**Pedido escrito A**
Responda com base no trecho sobre Clarice Lispector:
(i) De qual verbo se vale a palavra neutra de Clarice Lispector?
(ii) Na posição atribuída a Gottfried Benn, qual forma está mais aparelhada para a missão da literatura de nossos dias?
(iii) Qual romance de Clarice Lispector é citado no último parágrafo?
**Pedido escrito B**
Transcreva literalmente o trecho sobre Clarice Lispector de "Não somos partidários" até "do Coração Selvagem.".

**Trecho selecionado**
---------------

A palavra neutra de Clarice Lispector articula essa experiência metafísica radical valendo-se do verbo “ser” e de construções sintáticas anômalas que obrigam o leitor a repensar as relações convencionais práticas pela sua própria linguagem:


‘Eu estava agora tão maior que não me via mais. Tão grande como uma paisagem ao longe. Eu era ao longe. (...) como poderei dizer senão timidamente assim: a vida se me é. A vida se me é, e eu não entendo o que digo. Então adoro (Paixão, in fine).
Eu sou tua e tu és meu, e nós é um (Uma Aprendizagem)”


Por que, pergunta Gottfried Benn, entulhar de pensamentos uma personagem, quando personagens não há mais? Por que inventar pessoas, nomes, relações – logo agora, quando perderam a sua importância? Assinaturas, fitinhas de luto, fotografias, de tudo isto já tivemos demais. Modo existencial? Este seria o golpe de morte para o romance. A construção de engrenagens literárias mais ou menos complicadas perderia a sua importância em face do mergulho às raízes e fontes de nossa humanidade. Fica implícita, como o leitor está percebendo, a noção de um substrato humano essencial, alheio à complicação novelesca e muito mais importante que ela. A iluminação desse substrato seria a missão da literatura de nossos dias, missão para a qual está mais aparelhado o poema que a história narrada.


A posição tem conseqüências: sendo herói principal o substrato, fica afastada a possibilidade de uma fabulação variada; é da natureza das essências serem iguais a elas mesmas, - descritíveis, portanto, mas inenarráveis, já que não se modificam nem têm gênese. Enredo e decurso (e portanto o tempo) ficam reduzidos à função de criar uma inútil coerência entre momentos, entre os raros momentos essenciais em que o substrato transpareceria no mundo empírico. Note-se que também este mundo empírico perde a solidez e passa a um papel dúbio, o de cortina semitransparente, vedando e revelando os recintos da humanidade como tal.


Não somos partidários dessa colocação de Benn, que deveria, por sua vez, ser interpretada; uma vez aceita, porém, considerados desimportante o mundo empírico e inócua a invenção de acidentes emocionantes, serão poucos os romances que permanecem possíveis. O critério pode não selecionar qualidade, mas certamente seleciona ambição: são raros os escritores que, desprezado o circunstancial a bem de uma esfera que o preceda, tenham o que dizer. Entre estes, parece-nos, está Clarice Lispector, com seu Perto do Coração Selvagem.

---------------

**Amostra de dados**
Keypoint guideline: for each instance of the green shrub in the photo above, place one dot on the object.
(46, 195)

---------------

**Resposta escrita A**
(i) Do verbo "ser".
(ii) O poema, mais que a história narrada.
(iii) Perto do Coração Selvagem.

**Resposta escrita B**
Não somos partidários dessa colocação de Benn, que deveria, por sua vez, ser interpretada; uma vez aceita, porém, considerados desimportante o mundo empírico e inócua a invenção de acidentes emocionantes, serão poucos os romances que permanecem possíveis. O critério pode não selecionar qualidade, mas certamente seleciona ambição: são raros os escritores que, desprezado o circunstancial a bem de uma esfera que o preceda, tenham o que dizer. Entre estes, parece-nos, está Clarice Lispector, com seu Perto do Coração Selvagem.